— Consegna 1 —
Stabilisci se ciascuna affermazione concorda con il testo sulla dipendenza da internet. Rispondi sì o no e cita tra virgolette le parole del testo che lo decidono. (a) Maria ha ancora il profilo Facebook. (b) L'analista di Maria definisce il suo problema dipendenza da internet. (c) Chi risponde a Maria ricorda che da ragazzina tornava a casa da scuola in autobus con le amiche.
— Consegna 2 —
Per favore, prosegui il testo sulla dipendenza da internet a partire dalla sua ultima frase.

— Testo estratto —
>>>

Da poco tempo ho avuto la possibilità di riaccendere il computer, mi era stato vietato, non ho più il profilo Facebook, ma mi aggiro per il web, in un giorno di questi ho scritto a voi della redazione. Sto cercando, con l’aiuto del medico, di riordinare la mia vita andata in pezzi, so che ce la posso fare, ma è molto dura.

Quel diario mi manca ancora come l’aria. Il mio analista la chiama dipendenza da internet, io lo chiamo bisogno d’amore. Chissà chi dei due ha ragione?

Maria M.

Cara Maria,

io credo che abbiate torto entrambi. Io la chiamerei paura della vita reale.

Mi ricordo di quando ero ragazzina e prendevo l’autobus per tornare a casa da scuola in compagnia delle amiche. Ci sedevamo vicine e approfittavamo del tempo per parlare e raccontarci tutto nei minimi dettagli. Mi ricordo delle risate che echeggiavano tanto che le signore anziane ci lanciavano degli sguardi come a fulminarci. Ma l’aria che si respirava era allegra e spensierata e non si poteva smettere di chiacchierare. Ora quando mi capita di prendere il treno o altri mezzi pubblici quel che noto è il silenzio e gli sguardi fissi sui telefoni. Osservo spesso i ragazzi che ritornano a casa da scuola. Viaggiano insieme seduti gli uni accanto agli altri, ogni tanto lo sguardo si alza e sussurrano una mezza frase, magari per dire: “mi ha messo mi piace”. Poi gli occhi ritornano sul telefono e le parole muoiono. Ragazzi o adulti, indifferenti a tutto ciò che li circonda.

Mi rendo conto che questo è un mondo diverso da quello che vorrei per mio figlio e per tutti i ragazzi che sono nati nell’era digitale.

Il mondo reale è fatto di parole, racconti pieni di emozioni, occhi che brillano quando incrociano lo sguardo di chi amiamo, visi che arrossiscono dinanzi alla persona che ci piace e vorremmo tutta per noi. Nella vita reale ci sono sentimenti reali, che sono tangibili in ogni espressione e gesti del corpo, come il tono della voce, lo sguardo, la gestualità delle mani. Quanto è difficile dire ad una persona, guardandola negli occhi e tenendogli le mani, “mi piace” quello che hai detto, quello che pensi, la canzone che ascolti. Quanto è difficile dire “ti voglio bene” ad un amico ad un genitore, al fratello o alla sorella. Al mio post su Facebook troverò una decina di “mi piace” e qualche vecchio amico mi scriverà “tvb”, ma non saprò mai cosa hanno pensato veramente di me e del perché ho messo quel post e quali sono i miei sentimenti. Qualcuno sarà sincero, mentre altri saranno solo saluti di cortesia, e altri ancora magari saranno capitati così tanto per. In quei momenti vorrei poter guardare al di là del pc e scorgere i loro sguardi. Non è solo un modo di dire, ma è dagli occhi di una persona che si legge la sua anima ed è quella che stiamo perdendo.

<<<

— Dati estratti —
>>>

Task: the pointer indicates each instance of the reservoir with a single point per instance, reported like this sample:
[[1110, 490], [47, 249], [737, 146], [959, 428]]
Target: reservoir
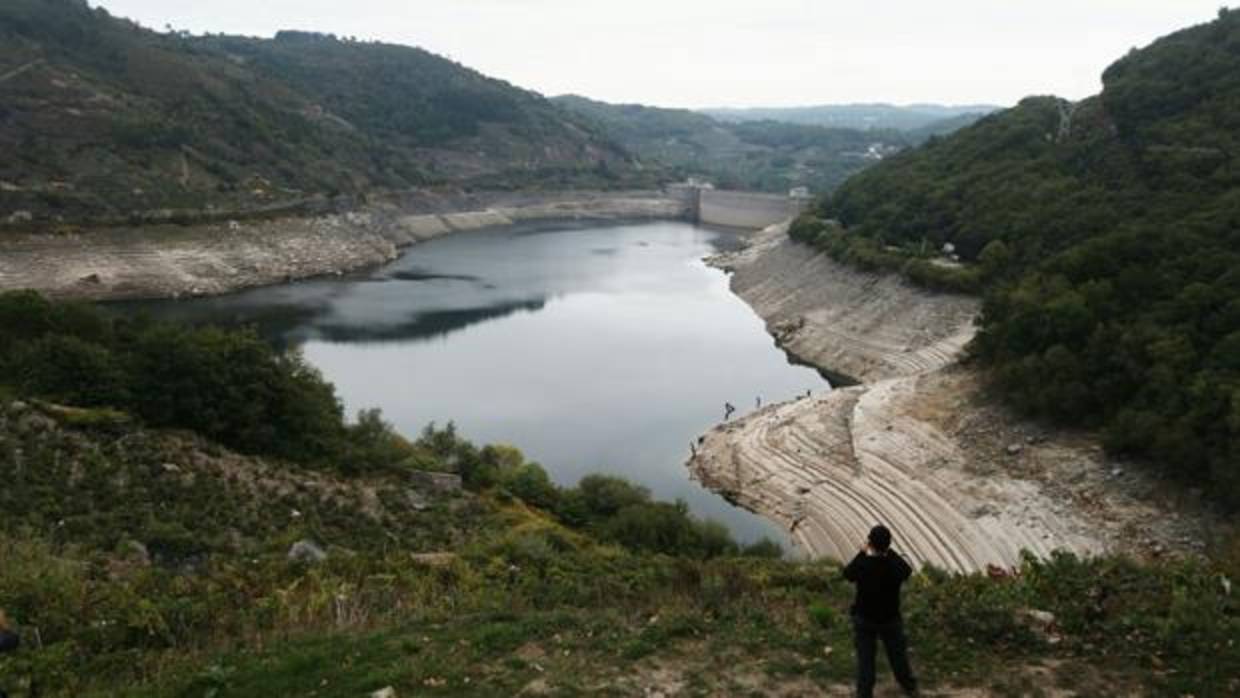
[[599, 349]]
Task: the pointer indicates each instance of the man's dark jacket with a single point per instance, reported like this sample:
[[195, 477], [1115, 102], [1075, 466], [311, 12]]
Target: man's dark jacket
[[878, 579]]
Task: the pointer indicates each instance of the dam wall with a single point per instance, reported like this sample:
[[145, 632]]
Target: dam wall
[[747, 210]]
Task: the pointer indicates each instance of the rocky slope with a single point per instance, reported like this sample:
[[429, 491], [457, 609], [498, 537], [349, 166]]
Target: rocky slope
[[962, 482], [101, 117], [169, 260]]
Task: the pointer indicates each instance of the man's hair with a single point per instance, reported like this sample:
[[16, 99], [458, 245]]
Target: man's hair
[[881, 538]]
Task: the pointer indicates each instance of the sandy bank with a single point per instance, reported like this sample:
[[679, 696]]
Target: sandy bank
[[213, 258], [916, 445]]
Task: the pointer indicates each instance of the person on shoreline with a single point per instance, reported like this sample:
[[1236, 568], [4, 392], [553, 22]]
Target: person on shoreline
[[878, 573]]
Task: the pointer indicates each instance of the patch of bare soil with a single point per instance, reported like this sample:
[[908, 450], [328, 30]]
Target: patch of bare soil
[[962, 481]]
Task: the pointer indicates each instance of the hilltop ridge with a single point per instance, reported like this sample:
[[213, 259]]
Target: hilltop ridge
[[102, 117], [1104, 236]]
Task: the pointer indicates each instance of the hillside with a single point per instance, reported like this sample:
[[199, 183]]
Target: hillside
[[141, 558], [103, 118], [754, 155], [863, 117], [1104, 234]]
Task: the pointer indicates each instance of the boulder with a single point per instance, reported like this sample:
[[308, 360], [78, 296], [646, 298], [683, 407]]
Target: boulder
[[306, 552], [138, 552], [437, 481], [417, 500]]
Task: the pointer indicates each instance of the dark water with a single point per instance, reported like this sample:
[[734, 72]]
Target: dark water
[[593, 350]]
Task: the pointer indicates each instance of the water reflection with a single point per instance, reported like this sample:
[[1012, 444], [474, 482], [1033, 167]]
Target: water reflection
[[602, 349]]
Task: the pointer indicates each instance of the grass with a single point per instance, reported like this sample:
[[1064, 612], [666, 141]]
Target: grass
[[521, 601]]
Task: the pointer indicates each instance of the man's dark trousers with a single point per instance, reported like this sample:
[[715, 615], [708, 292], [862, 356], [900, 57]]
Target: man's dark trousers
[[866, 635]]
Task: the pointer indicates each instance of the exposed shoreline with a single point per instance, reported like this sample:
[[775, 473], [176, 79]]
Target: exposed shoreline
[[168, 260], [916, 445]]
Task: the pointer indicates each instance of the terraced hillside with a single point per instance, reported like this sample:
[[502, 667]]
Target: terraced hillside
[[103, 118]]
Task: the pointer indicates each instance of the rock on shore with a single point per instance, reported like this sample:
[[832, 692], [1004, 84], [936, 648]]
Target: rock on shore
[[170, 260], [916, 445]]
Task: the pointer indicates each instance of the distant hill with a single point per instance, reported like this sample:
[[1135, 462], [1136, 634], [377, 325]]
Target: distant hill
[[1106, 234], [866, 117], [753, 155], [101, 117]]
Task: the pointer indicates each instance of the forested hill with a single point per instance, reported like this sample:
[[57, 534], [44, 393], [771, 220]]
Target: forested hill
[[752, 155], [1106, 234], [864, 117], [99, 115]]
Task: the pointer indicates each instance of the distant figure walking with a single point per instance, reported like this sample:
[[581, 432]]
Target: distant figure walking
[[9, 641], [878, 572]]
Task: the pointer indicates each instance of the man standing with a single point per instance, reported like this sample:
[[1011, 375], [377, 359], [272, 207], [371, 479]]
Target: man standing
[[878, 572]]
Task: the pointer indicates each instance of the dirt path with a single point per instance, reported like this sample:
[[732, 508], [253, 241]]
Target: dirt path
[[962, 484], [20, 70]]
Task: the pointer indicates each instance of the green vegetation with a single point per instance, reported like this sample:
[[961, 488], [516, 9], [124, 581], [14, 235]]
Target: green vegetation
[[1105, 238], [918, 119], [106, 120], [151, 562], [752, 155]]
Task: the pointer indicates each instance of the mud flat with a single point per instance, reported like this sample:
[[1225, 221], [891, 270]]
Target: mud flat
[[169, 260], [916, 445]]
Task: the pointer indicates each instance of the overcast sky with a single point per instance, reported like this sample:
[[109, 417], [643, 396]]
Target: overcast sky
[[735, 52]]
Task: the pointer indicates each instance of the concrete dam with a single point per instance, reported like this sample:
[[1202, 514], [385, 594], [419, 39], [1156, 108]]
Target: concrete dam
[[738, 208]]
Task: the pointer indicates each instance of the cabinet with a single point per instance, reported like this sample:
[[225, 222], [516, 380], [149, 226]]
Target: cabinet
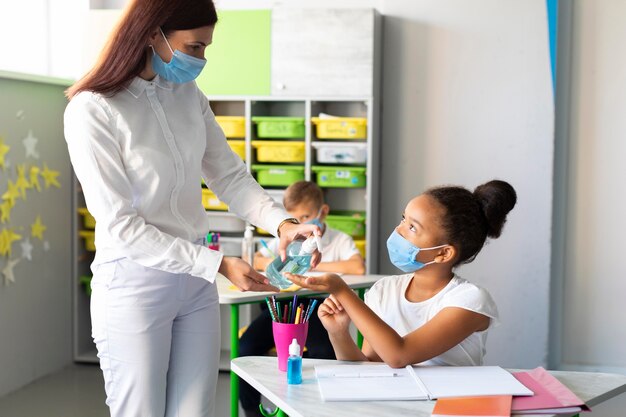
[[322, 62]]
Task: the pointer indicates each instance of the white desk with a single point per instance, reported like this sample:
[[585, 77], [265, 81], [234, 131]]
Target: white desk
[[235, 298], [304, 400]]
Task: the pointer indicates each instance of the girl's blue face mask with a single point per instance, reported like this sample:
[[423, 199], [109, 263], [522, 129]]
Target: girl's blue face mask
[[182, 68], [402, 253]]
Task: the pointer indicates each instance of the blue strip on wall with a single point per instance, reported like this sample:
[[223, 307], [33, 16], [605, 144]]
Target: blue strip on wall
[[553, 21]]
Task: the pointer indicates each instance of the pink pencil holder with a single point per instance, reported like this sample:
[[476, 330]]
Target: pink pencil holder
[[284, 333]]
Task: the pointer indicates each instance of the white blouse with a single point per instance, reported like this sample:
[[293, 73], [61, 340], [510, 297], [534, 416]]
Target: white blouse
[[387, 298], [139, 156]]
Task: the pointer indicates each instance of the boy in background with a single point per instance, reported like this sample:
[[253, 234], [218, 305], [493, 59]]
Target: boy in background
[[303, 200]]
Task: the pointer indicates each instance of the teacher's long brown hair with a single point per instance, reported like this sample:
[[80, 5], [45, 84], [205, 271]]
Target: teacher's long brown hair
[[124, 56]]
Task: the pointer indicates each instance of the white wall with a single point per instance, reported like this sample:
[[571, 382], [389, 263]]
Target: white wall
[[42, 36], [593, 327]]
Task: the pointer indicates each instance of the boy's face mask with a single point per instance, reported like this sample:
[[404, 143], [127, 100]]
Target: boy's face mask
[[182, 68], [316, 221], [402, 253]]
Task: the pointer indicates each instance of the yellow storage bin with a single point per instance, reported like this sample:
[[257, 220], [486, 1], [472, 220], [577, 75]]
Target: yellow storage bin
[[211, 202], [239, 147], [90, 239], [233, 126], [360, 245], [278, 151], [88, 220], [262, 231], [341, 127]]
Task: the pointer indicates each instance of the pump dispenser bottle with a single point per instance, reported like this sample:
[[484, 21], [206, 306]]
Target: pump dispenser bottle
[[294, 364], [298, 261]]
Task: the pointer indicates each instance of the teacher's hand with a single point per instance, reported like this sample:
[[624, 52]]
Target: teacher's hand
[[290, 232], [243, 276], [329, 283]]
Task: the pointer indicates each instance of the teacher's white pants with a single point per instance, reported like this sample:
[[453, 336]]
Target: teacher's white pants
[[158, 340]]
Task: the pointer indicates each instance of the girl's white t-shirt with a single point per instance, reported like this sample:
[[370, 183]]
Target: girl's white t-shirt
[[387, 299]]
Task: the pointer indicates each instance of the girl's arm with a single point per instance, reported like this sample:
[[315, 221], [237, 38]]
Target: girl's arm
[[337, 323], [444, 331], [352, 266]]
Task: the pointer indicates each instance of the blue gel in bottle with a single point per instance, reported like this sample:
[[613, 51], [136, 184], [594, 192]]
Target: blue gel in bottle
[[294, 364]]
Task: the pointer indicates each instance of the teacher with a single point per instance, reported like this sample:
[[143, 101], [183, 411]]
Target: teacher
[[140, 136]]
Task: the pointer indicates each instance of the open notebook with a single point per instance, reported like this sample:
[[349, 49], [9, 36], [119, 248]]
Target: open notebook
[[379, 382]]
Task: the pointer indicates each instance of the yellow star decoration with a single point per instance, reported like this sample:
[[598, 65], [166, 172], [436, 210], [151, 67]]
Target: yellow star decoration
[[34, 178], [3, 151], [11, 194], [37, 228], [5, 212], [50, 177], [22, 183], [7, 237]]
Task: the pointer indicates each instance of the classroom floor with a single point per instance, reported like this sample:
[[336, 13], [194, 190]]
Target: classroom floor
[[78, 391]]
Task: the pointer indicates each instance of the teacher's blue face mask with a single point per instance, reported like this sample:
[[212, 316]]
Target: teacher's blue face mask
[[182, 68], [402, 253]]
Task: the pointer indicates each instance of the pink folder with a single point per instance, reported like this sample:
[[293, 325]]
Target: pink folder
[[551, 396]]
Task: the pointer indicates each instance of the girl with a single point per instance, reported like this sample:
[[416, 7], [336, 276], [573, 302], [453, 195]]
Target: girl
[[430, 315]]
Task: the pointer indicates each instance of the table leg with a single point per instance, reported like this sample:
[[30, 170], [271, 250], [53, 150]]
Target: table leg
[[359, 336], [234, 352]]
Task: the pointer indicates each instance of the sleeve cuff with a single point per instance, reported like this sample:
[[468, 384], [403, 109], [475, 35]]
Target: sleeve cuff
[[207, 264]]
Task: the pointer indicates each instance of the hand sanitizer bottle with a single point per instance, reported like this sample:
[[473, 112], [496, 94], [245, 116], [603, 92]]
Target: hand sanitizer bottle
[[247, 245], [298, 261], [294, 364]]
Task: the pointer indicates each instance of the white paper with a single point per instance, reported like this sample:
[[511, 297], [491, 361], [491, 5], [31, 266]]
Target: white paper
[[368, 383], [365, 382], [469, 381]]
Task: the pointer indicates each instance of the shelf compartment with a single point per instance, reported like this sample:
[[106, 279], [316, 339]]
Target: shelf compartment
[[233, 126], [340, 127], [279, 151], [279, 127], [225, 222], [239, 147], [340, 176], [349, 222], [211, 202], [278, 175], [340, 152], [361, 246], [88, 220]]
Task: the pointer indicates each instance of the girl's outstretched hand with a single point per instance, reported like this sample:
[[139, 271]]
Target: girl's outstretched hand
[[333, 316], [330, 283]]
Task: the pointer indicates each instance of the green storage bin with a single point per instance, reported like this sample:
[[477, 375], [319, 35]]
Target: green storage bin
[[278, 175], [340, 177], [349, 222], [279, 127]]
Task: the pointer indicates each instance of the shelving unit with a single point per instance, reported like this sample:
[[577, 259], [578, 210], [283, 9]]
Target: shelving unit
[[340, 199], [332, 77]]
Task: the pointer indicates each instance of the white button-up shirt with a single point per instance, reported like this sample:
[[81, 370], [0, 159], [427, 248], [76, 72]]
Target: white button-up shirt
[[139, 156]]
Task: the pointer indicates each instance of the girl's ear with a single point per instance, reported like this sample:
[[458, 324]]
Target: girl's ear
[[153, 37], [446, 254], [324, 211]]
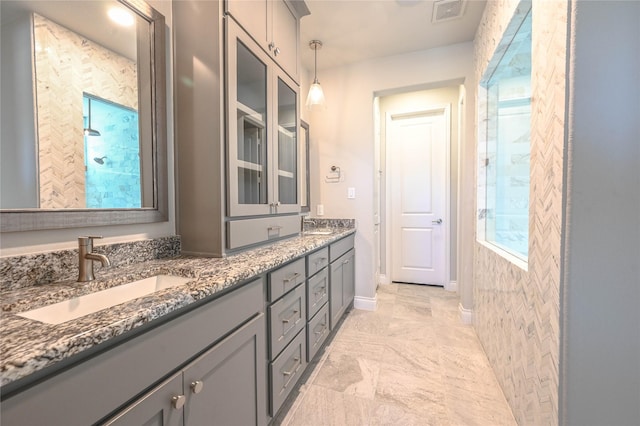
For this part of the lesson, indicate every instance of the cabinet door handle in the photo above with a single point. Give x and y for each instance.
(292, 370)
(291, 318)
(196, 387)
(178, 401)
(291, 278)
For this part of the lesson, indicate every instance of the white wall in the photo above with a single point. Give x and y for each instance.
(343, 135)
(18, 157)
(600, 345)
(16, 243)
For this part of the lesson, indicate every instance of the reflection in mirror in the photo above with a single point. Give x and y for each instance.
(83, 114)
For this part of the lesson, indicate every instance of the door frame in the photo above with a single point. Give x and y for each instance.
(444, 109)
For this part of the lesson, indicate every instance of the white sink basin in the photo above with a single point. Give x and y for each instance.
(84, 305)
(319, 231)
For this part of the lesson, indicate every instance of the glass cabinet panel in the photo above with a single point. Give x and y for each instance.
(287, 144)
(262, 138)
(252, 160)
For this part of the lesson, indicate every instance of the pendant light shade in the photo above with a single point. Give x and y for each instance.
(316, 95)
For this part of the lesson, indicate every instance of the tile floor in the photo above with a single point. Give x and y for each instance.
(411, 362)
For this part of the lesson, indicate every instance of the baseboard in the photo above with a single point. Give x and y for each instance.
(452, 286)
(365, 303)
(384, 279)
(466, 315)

<<<

— Risultato 1 —
(a) No: "non ho più il profilo Facebook"
(b) Sì: "Il mio analista la chiama dipendenza da internet"
(c) Sì: "prendevo l’autobus per tornare a casa da scuola in compagnia delle amiche"

— Risultato 2 —
La vita è molto di più di un freddo profilo su Facebook che imita e scimmiotta la parte più falsa di ognuno di noi. La maggior parte delle volte quello che vorremmo dire non è mai quello che gli altri comprendono, le parole si confondono e i sentimenti si fraintendono. Non nego che Facebook è attraente, spesso aiuta anche i più timidi ad uscire dal guscio, ma poi se il pc resta acceso, la porta di casa che ci proietta verso il mondo, resterà chiusa e ci saremo costruiti con le nostre mani una prigione. Il momento più bello è quando incontri dal vivo quella persona a cui in chat hai avuto il coraggio di dire “mi piace”, e guardandolo negli occhi, gli dici “mi piaci”.

Cara amica, se senti il bisogno di amore riempi la tua vita di amore sincero e reale. La vita quotidiana forse, a volte può sembrare noiosa, grigia ed inutile. Ma se si guarda nella giusta direzione si scorge il lato positivo di ogni singolo evento. Quando il sole tramonta si sente lo sconforto del giorno che finisce e del buio che sopraggiunge, ma in un attimo all’orizzonte appare già la prima stella, fino a che il celo viene illuminato da un manto di stelle e la paura del buio svanisce. La paura di vivere la vita reale è come la paura del giorno che termina nell’oscurità. Ma l’oscurità non esiste veramente e le stelle lo dimostrano.

L’emozione di incontrarsi di persona, potersi abbracciare e darsi un bacio, non ha paragone. Facebook è solo un mezzo, che come ogni cosa nella vita, va usato bene, con le giuste dosi e con la dovuta razionalità. Ti auguro di trovare il tuo equilibrio e l’amore che cerchi e che ti riempia le giornate con mille cose reali da fare, tanto che non avrai più tempo e voglia di accendere un pc.